The lines below starting at the line containing "the wooden privacy" and ending at the line containing "of the brown" are to be repeated exactly, with both ends kept and nothing else added.

Stored data:
********************

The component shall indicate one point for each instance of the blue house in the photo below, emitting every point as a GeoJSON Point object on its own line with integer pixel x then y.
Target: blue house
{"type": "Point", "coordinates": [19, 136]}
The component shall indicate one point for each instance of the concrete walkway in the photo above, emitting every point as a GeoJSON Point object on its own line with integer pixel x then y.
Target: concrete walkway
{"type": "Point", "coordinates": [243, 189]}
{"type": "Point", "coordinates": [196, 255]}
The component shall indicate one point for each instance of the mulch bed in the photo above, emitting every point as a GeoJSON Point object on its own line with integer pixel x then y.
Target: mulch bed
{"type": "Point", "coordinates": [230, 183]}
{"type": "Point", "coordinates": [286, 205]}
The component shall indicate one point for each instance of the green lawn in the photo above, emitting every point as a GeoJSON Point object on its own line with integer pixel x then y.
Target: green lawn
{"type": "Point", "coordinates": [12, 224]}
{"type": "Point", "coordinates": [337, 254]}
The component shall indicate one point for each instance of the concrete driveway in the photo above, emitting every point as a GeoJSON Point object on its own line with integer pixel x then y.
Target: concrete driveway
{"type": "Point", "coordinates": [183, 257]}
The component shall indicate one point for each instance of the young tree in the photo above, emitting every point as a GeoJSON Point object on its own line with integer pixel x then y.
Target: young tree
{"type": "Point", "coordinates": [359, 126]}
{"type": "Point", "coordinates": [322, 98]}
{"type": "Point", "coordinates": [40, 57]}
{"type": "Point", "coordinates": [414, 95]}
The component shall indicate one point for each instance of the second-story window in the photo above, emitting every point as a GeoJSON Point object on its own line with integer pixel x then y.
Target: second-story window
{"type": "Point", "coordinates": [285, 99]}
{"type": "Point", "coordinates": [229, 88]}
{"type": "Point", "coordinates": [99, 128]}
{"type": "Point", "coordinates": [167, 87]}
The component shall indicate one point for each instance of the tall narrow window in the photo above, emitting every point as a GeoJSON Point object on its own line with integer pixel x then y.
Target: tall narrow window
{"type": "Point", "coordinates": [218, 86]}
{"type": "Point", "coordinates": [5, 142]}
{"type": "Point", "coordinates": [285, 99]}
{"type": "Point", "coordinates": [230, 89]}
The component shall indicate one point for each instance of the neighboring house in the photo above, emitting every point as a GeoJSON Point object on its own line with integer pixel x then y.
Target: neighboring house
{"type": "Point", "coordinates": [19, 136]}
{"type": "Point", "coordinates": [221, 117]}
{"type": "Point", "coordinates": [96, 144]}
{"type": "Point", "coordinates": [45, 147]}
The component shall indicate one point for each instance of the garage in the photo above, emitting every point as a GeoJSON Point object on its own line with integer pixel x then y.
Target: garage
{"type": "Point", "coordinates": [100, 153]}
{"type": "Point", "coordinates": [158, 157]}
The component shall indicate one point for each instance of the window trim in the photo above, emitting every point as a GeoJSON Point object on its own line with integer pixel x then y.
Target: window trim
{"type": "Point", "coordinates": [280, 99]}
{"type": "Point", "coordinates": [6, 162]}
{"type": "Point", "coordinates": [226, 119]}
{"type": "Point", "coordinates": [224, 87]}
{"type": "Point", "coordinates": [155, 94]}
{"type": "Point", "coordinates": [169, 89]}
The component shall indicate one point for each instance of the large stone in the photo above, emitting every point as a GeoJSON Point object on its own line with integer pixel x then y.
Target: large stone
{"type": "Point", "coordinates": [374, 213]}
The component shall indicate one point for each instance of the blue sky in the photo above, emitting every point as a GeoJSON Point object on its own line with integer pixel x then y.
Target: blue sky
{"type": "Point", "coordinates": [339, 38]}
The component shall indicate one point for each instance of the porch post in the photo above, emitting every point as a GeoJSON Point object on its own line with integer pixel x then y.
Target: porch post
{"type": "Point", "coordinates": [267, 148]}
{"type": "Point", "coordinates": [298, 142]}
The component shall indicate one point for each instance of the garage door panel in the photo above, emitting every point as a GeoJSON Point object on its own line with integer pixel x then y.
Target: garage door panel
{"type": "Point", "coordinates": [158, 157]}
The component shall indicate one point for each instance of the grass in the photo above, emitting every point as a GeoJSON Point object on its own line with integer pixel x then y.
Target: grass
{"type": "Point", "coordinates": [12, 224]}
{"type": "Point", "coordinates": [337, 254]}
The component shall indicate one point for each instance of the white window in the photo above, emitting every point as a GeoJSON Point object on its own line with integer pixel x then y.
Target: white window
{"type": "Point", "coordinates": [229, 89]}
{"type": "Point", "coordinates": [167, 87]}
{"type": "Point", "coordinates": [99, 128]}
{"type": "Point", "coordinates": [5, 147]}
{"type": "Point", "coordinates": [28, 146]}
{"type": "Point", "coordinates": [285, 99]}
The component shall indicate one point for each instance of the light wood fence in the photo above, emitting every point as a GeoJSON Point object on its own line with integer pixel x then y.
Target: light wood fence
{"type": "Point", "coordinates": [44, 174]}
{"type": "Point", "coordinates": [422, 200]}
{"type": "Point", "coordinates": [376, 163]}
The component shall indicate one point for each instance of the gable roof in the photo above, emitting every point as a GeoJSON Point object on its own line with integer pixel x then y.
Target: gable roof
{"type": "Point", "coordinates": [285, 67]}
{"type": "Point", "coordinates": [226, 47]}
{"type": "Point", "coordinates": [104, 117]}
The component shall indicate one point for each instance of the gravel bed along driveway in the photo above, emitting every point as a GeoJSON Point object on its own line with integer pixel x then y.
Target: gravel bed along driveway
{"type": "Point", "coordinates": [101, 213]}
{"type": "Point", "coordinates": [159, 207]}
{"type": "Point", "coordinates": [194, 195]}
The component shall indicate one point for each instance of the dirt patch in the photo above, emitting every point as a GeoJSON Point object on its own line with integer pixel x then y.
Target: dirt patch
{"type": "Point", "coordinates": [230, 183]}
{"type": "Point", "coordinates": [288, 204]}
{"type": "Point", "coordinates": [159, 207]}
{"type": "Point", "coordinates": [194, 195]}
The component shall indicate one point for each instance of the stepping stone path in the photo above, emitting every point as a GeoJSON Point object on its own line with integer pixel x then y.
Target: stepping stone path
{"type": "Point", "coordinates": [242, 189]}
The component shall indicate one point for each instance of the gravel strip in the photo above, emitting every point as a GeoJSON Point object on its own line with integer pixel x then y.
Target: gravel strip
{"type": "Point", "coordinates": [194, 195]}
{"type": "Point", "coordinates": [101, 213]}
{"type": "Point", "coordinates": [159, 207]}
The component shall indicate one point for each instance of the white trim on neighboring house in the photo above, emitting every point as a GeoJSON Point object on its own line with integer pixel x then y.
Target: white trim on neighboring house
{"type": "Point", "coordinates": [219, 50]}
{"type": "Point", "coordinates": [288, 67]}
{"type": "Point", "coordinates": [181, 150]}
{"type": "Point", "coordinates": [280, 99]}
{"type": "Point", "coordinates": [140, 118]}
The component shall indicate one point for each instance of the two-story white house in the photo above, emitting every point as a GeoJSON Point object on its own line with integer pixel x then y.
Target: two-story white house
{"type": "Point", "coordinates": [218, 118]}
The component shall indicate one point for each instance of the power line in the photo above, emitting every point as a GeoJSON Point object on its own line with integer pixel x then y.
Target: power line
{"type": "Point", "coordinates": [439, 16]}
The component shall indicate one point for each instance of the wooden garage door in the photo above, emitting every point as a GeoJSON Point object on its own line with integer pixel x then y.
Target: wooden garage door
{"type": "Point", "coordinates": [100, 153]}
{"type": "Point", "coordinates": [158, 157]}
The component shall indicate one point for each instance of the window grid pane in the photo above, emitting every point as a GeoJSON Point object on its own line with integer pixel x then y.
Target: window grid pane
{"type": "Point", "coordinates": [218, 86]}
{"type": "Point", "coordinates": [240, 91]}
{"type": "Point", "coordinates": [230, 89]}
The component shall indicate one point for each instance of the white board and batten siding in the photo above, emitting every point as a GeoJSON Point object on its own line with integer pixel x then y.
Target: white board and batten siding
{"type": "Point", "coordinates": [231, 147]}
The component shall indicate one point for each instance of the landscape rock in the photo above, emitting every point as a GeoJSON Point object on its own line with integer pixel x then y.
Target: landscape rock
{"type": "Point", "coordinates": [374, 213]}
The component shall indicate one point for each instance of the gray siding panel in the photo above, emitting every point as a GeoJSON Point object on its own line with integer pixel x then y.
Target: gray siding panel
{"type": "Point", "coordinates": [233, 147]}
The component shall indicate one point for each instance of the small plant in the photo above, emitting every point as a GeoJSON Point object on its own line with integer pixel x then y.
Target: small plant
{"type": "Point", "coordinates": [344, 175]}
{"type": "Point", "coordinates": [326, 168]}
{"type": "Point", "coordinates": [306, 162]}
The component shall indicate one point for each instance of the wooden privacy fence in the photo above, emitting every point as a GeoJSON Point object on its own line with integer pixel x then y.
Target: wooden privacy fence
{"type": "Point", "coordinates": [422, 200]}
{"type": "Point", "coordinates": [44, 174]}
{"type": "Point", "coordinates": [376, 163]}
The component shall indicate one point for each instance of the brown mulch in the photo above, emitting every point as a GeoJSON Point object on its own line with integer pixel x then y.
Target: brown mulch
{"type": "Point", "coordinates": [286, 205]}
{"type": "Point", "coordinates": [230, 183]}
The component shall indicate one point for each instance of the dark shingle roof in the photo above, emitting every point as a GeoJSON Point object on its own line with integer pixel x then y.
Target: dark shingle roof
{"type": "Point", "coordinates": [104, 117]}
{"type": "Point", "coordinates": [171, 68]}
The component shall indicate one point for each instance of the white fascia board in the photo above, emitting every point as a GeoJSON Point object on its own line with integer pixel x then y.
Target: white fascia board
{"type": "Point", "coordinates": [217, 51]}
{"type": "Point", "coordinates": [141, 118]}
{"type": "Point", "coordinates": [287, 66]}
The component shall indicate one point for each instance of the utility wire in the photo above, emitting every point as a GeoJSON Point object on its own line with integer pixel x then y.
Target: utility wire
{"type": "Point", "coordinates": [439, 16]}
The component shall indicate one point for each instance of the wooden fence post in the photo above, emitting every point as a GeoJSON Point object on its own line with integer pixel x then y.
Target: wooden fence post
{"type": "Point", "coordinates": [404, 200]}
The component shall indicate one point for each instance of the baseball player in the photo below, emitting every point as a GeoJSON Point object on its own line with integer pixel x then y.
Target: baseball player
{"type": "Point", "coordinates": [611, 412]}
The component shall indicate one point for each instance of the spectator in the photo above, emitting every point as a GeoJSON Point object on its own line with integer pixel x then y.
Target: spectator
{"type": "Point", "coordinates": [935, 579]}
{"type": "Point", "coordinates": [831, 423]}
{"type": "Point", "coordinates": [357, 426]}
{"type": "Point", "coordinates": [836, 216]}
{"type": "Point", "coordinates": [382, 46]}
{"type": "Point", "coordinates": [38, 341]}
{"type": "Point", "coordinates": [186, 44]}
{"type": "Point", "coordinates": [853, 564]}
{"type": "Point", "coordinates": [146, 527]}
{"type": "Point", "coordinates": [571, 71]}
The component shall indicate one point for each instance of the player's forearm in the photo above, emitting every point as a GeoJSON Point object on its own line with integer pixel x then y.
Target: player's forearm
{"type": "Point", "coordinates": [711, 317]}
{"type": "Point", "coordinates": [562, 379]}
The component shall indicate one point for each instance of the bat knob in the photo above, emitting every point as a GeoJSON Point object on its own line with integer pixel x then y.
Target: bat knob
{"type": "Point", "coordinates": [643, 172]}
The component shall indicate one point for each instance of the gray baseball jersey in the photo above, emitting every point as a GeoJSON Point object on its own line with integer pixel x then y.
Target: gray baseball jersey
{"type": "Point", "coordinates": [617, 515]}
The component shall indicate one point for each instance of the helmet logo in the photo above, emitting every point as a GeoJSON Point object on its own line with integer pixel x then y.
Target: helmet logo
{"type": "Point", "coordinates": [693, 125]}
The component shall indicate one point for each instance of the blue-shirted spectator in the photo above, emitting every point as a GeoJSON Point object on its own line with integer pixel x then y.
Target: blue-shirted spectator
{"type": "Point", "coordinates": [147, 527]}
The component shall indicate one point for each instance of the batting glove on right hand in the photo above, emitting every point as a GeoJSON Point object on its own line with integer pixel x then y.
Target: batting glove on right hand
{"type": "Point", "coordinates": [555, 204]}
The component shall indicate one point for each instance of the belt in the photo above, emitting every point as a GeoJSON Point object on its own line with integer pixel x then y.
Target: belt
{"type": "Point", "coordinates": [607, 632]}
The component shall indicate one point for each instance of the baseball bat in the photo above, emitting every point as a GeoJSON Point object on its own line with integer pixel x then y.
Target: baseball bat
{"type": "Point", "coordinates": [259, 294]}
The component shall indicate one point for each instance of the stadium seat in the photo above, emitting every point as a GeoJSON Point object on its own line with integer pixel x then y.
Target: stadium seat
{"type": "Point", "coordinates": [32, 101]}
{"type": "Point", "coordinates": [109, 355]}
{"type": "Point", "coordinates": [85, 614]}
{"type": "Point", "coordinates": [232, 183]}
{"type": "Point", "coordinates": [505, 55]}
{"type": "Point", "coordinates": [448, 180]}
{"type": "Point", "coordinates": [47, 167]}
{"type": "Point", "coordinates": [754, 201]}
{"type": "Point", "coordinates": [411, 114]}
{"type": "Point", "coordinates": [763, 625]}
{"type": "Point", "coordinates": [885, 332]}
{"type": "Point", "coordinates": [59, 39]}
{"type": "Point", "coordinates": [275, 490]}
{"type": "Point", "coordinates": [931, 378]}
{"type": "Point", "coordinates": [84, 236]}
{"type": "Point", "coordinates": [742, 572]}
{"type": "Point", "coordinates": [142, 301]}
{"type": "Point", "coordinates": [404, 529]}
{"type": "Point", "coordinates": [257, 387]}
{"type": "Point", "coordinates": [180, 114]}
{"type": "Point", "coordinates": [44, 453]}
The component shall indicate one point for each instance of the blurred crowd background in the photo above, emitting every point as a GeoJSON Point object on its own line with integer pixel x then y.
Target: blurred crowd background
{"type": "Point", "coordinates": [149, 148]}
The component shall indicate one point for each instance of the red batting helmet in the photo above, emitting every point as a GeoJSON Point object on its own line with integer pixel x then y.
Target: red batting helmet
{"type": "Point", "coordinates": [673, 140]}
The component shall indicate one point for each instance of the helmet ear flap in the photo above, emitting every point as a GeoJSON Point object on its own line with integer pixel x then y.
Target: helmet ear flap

********************

Exercise solution
The component shall indicate one point for each instance of the wooden privacy fence in the photo above, emitting every point as a GeoJSON Point object on its own line with integer pixel x then y.
Target: wooden privacy fence
{"type": "Point", "coordinates": [422, 200]}
{"type": "Point", "coordinates": [44, 174]}
{"type": "Point", "coordinates": [376, 163]}
The component shall indicate one point for each instance of the brown mulch in the photo above, emitting every point as a GeoJSON Point object on its own line with integer pixel x then y.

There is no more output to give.